* _SUPPLIED MATERIAL_:
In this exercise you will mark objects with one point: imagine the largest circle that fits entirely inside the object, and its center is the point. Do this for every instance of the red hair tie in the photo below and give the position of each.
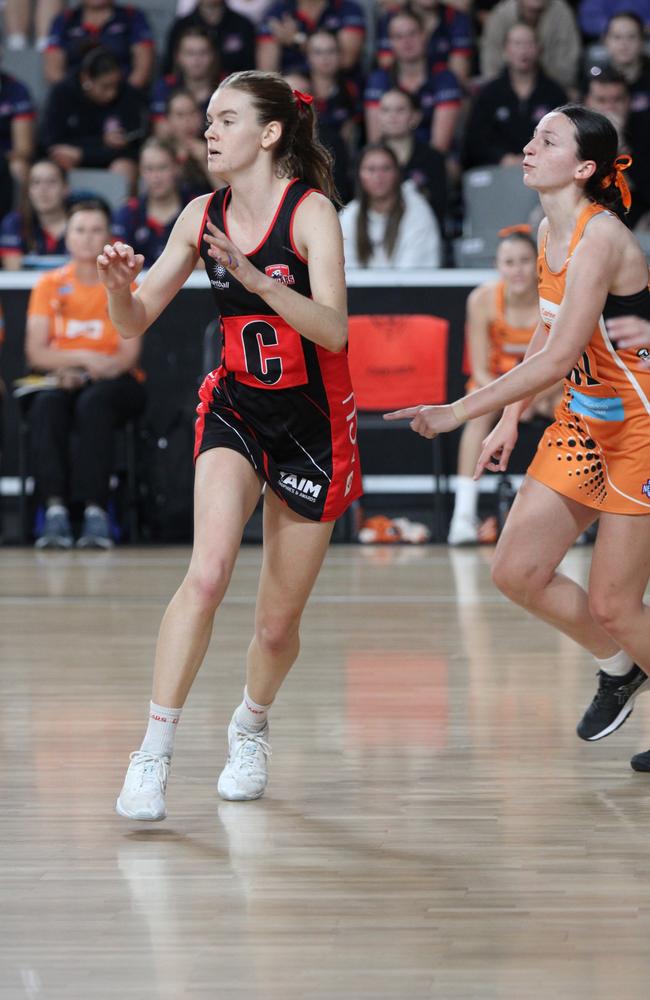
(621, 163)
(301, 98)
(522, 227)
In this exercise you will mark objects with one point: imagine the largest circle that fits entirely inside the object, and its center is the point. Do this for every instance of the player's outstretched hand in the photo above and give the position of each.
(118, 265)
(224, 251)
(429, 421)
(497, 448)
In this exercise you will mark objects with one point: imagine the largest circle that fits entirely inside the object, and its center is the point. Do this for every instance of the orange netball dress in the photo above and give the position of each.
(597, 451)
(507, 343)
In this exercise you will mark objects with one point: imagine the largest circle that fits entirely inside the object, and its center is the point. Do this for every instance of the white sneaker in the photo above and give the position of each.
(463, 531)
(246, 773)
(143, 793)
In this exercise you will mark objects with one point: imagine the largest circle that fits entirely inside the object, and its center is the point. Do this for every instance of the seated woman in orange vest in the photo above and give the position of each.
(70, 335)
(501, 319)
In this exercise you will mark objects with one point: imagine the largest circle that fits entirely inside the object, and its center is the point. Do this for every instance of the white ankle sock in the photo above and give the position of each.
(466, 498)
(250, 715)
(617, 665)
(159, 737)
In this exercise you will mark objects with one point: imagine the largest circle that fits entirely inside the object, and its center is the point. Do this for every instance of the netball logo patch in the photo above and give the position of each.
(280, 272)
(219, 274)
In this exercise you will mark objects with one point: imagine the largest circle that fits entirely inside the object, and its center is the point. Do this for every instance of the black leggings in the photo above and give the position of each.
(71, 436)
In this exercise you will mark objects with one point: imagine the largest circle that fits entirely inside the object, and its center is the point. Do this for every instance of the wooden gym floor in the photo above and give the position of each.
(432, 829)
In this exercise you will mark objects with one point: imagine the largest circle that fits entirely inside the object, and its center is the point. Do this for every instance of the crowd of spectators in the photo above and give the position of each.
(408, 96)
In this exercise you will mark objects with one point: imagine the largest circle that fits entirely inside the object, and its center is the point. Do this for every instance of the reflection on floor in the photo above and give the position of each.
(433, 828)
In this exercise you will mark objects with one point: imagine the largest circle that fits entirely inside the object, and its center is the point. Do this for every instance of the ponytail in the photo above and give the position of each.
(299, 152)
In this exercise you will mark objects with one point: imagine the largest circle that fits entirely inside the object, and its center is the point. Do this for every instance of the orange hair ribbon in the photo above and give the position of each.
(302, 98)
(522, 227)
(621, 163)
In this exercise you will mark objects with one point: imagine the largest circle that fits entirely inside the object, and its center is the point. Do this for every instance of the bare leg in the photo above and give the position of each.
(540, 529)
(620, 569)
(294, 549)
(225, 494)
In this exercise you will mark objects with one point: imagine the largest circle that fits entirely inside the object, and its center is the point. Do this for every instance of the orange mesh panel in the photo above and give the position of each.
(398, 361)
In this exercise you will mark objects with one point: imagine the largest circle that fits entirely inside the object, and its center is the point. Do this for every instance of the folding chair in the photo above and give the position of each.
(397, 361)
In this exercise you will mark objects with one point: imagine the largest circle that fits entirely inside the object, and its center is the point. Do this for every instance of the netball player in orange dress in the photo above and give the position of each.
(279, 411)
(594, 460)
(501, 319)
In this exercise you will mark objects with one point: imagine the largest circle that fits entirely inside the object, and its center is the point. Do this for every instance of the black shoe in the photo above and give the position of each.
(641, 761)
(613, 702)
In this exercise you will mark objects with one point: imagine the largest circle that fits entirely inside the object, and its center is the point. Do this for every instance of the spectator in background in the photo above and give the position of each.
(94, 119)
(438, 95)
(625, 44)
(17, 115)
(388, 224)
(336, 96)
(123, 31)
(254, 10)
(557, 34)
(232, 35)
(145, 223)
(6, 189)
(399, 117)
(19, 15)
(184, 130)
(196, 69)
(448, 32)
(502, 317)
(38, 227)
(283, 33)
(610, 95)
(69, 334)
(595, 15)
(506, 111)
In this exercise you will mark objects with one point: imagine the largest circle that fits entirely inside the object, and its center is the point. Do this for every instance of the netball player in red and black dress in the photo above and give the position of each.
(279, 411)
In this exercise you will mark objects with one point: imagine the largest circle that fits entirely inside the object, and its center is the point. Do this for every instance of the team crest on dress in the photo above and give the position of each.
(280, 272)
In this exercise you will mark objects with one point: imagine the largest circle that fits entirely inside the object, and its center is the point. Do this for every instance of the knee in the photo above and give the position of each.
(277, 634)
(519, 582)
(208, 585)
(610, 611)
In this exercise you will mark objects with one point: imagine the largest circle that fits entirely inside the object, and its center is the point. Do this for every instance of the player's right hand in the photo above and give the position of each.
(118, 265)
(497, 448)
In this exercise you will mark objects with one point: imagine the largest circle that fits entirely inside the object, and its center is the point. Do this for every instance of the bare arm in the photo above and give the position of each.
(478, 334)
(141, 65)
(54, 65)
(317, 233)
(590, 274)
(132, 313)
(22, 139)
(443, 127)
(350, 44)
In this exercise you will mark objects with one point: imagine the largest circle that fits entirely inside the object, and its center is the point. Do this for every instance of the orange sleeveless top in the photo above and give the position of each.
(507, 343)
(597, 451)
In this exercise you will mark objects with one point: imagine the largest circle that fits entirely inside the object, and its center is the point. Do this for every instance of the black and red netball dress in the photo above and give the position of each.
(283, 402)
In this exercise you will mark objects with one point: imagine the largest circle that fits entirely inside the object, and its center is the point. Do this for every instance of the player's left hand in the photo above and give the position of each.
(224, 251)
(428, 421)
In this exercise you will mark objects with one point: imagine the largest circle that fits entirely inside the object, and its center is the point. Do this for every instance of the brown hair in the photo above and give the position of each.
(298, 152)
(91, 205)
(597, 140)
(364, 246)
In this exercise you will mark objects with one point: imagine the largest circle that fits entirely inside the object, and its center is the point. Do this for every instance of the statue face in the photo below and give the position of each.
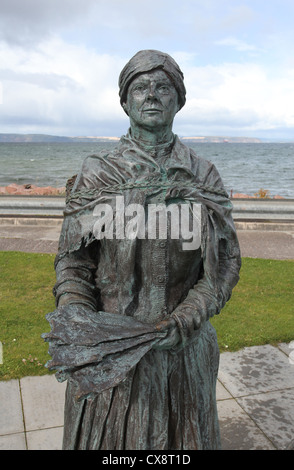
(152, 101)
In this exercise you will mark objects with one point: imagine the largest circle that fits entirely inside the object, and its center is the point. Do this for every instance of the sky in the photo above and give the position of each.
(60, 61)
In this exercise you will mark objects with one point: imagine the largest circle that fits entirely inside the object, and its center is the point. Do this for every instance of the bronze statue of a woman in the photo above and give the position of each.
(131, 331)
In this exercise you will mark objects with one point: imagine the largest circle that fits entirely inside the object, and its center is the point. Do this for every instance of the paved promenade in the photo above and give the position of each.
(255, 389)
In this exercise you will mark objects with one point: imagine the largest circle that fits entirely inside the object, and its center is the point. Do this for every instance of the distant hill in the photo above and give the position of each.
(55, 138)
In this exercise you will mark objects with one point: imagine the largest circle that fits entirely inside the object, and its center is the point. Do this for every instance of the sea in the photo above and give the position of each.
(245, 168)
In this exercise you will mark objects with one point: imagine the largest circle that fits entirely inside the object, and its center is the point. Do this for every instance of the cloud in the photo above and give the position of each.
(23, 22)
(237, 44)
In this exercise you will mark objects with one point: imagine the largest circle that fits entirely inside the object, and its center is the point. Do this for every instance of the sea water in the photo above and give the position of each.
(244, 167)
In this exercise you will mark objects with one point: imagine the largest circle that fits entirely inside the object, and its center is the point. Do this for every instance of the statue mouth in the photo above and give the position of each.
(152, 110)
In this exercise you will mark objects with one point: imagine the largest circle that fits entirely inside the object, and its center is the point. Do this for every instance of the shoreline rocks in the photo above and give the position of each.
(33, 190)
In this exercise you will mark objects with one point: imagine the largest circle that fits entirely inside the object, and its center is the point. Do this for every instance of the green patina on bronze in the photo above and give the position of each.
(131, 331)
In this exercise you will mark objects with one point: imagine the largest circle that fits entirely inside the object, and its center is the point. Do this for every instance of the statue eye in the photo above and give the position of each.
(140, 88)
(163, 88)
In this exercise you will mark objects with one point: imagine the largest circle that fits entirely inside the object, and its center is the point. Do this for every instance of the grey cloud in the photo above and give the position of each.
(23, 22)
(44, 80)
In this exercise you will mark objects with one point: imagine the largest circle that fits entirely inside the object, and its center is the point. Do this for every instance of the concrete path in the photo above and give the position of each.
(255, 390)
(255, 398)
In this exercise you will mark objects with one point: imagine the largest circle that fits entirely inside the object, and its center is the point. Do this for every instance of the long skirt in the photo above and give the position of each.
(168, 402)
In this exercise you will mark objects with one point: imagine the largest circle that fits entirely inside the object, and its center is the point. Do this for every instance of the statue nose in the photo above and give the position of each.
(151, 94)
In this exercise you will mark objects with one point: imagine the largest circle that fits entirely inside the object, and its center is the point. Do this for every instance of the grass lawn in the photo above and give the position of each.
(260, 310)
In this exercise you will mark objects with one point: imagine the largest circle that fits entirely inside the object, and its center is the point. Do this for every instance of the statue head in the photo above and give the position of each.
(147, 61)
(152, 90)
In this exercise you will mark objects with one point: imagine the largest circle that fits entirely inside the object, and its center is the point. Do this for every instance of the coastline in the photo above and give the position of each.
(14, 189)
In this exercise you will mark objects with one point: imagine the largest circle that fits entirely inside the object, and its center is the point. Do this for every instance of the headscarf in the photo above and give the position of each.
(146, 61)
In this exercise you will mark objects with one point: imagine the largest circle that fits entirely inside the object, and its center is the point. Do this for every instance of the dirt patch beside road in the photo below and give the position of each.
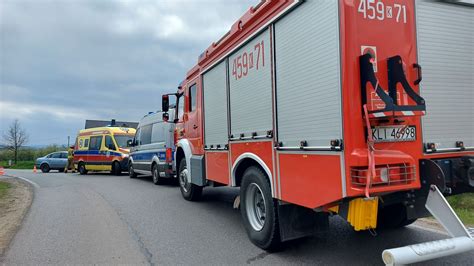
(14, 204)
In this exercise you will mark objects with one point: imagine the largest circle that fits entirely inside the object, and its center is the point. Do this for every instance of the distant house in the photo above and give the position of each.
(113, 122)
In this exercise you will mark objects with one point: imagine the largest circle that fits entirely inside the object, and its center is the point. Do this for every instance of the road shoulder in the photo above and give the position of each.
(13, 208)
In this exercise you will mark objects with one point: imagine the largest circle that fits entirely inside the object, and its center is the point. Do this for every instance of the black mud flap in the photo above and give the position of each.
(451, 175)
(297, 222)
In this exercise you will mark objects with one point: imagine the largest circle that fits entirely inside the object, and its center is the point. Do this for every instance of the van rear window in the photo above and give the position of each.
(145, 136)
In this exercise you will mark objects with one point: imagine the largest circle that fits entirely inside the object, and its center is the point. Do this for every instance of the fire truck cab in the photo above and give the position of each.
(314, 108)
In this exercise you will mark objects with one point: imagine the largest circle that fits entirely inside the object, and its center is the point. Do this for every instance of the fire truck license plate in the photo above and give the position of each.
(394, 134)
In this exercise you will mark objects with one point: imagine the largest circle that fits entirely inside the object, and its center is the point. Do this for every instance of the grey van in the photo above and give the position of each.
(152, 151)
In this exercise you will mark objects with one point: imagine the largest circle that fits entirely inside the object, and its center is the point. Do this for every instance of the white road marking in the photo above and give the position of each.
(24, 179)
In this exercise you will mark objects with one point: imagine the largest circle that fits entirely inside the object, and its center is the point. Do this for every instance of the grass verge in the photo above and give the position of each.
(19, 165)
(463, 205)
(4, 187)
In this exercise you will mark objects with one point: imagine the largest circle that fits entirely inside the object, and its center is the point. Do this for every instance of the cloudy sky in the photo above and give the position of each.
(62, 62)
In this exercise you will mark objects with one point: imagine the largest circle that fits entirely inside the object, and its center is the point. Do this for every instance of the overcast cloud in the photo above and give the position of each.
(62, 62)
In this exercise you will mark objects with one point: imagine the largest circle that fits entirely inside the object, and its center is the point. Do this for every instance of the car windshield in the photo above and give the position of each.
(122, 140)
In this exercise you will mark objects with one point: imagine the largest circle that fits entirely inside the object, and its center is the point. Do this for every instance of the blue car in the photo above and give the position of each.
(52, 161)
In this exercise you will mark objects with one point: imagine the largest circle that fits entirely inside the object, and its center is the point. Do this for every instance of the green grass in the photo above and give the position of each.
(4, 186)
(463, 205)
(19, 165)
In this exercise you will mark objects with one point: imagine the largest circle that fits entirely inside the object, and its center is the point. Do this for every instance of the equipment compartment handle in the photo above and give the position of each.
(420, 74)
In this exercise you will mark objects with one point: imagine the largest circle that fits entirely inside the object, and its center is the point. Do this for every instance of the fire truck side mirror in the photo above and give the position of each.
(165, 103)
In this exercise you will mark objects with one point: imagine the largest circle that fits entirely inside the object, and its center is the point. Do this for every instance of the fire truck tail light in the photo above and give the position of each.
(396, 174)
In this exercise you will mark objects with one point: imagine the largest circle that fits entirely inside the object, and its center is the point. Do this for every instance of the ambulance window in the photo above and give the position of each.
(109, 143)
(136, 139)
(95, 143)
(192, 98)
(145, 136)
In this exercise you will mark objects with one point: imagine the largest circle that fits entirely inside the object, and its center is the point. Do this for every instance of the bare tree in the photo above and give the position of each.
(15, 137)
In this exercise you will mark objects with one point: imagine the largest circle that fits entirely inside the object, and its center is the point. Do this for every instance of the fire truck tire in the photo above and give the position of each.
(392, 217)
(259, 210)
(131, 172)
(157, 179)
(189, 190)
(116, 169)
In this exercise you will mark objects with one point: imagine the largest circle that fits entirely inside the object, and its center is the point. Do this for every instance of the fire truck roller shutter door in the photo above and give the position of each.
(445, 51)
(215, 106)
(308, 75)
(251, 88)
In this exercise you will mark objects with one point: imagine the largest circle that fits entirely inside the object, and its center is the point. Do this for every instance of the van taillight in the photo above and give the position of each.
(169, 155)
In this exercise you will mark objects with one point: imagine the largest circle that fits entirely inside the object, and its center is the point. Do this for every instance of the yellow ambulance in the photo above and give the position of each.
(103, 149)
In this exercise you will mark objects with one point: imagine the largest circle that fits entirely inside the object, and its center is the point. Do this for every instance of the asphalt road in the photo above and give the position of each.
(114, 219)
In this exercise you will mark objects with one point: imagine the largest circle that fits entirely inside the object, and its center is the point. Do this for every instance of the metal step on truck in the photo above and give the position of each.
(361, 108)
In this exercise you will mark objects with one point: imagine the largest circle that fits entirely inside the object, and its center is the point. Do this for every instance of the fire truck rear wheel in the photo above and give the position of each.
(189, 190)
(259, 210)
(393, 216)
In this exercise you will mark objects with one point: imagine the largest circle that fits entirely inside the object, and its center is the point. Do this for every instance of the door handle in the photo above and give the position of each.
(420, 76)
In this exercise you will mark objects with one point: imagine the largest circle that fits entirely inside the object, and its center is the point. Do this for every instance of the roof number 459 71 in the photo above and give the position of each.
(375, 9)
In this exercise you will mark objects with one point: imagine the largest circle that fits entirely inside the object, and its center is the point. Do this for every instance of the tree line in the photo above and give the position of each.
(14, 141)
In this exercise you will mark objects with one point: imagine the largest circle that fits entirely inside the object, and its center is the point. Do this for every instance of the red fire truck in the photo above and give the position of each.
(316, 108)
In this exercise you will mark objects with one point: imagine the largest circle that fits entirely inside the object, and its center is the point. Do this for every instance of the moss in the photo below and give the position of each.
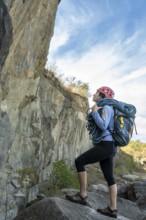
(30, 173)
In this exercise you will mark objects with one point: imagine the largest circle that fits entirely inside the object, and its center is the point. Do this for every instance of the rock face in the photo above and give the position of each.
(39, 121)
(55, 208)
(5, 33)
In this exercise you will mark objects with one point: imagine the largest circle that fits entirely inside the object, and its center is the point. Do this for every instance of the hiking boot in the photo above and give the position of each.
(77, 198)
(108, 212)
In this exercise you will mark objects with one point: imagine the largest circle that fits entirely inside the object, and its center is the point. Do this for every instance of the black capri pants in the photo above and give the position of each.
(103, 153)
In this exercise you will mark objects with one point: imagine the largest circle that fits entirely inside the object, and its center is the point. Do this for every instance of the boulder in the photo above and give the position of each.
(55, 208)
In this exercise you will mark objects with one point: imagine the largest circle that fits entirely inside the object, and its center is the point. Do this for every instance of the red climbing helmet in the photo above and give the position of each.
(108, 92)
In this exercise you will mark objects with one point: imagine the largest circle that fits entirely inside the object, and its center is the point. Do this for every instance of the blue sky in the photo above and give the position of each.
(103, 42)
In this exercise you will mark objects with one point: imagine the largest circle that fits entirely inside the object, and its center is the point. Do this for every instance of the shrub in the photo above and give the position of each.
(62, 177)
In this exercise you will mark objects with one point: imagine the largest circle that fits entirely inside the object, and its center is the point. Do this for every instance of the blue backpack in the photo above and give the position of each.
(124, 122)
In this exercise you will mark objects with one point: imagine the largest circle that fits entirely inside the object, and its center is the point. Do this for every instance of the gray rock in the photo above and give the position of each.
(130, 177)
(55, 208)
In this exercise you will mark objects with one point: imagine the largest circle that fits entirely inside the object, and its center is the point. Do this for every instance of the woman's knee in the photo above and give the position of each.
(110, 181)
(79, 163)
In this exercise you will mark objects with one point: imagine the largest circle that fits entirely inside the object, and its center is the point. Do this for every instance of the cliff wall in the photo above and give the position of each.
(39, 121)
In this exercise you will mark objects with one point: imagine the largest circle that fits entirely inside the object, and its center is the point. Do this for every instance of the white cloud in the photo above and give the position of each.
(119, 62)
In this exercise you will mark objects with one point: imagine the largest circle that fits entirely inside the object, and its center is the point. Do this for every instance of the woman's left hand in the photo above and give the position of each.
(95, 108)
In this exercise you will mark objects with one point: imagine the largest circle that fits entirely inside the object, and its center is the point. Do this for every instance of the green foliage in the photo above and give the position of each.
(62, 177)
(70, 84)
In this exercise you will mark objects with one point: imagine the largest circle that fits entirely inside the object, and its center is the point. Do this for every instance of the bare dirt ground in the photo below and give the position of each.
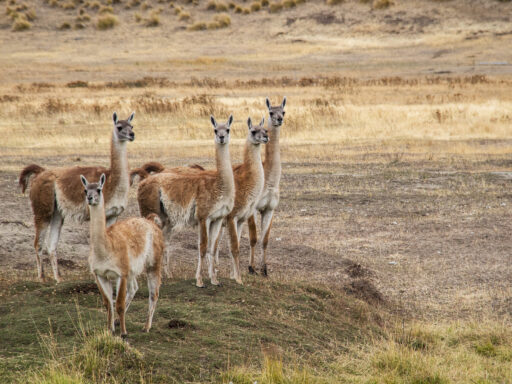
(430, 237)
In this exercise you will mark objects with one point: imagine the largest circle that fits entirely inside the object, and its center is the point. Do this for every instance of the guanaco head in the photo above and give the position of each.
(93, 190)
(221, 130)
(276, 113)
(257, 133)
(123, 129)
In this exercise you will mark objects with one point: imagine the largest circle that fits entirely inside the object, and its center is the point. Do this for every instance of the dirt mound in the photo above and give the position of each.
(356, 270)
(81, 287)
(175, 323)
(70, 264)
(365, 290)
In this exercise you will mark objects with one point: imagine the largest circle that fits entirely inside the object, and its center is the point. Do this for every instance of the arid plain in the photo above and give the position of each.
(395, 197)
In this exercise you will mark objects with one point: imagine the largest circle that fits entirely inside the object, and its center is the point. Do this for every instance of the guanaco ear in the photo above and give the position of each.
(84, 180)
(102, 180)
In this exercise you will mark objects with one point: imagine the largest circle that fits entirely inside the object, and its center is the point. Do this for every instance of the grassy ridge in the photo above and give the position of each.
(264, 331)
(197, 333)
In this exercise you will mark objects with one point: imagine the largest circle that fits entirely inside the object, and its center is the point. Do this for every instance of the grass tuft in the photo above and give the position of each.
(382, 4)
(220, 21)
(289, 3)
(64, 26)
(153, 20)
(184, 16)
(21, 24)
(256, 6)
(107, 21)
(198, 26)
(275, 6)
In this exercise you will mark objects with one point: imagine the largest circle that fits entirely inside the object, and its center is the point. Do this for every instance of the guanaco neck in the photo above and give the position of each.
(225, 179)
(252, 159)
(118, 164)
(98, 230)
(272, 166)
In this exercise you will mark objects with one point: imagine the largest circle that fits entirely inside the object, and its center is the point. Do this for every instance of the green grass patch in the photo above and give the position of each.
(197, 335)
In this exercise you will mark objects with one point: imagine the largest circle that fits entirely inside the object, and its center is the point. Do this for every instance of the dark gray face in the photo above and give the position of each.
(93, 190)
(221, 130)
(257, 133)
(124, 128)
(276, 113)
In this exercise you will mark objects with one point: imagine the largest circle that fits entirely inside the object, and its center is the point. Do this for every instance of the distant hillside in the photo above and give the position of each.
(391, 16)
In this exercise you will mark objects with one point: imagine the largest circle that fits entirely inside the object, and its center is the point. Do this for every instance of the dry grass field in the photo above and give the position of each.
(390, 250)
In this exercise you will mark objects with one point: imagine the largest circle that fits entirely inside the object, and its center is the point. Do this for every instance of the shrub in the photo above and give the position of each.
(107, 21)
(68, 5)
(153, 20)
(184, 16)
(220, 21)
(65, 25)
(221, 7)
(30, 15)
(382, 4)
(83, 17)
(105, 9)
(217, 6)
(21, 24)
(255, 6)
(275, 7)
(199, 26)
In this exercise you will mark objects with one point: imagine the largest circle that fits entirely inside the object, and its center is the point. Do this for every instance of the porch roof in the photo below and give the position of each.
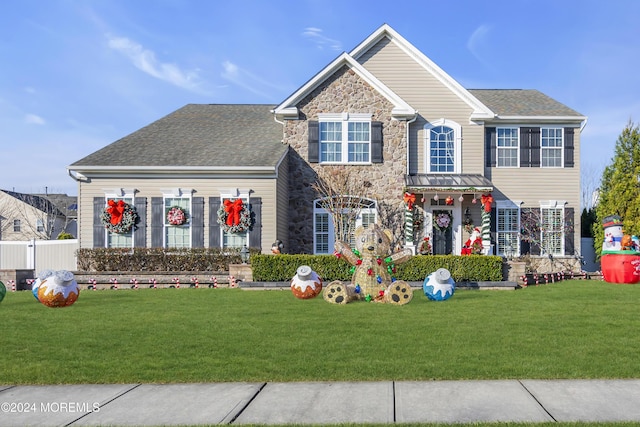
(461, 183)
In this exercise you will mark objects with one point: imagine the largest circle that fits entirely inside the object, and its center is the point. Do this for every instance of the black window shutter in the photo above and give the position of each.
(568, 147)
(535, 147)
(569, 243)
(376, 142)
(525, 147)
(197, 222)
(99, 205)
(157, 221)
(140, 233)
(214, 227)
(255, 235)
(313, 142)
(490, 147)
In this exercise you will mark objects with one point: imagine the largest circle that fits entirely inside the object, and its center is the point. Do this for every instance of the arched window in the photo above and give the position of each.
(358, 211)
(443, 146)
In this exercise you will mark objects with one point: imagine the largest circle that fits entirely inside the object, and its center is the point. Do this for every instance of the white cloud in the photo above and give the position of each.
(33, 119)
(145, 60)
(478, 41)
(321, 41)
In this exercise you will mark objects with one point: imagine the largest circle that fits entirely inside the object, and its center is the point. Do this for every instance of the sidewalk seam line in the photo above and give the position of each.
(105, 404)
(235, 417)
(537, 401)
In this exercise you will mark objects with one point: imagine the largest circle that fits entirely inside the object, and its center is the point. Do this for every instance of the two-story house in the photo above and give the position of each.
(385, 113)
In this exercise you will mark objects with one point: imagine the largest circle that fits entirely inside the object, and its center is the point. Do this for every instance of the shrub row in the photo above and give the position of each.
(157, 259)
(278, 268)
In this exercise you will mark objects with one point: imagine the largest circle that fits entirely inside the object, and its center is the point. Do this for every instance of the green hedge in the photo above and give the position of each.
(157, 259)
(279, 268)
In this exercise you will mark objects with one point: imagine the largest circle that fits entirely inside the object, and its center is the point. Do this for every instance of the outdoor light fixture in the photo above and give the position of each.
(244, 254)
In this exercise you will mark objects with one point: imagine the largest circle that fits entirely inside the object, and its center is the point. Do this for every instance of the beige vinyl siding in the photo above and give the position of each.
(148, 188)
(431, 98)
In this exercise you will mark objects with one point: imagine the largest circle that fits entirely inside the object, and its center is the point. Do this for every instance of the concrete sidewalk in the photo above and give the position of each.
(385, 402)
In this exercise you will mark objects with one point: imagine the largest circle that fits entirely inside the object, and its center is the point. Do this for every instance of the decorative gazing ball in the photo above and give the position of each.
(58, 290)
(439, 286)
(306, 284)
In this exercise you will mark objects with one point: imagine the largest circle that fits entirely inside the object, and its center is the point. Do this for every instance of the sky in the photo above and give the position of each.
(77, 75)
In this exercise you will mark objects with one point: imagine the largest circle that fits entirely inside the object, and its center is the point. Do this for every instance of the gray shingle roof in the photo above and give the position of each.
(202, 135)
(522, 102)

* _WORK TO DO_: Exactly reproduce the lines beginning with the one that contains "of the decorative" and ending with the last line of the material, both included. Leave out everything else.

* _WRITTEN ANSWER_:
In this exercise you will mark objects with one point: imagine the largest circle that fits entirely inside the object, and its center is the point. Do this for every instance of the decorative gazing ball in the photo above and give the position of each.
(58, 290)
(439, 286)
(306, 284)
In this exercise you will mark objects with one point: imagine the largest circle that fits entirely inside the object, and its center is the point. Do this for every instance of the sky in the photo above and give the position of each.
(77, 75)
In this exercise you will mark objects with one point: imagine the largest circle that fits entirely inside the object, and its center is the point. Do this for every instance of the gray shingle roof in the photo above and give the position of each.
(202, 135)
(522, 102)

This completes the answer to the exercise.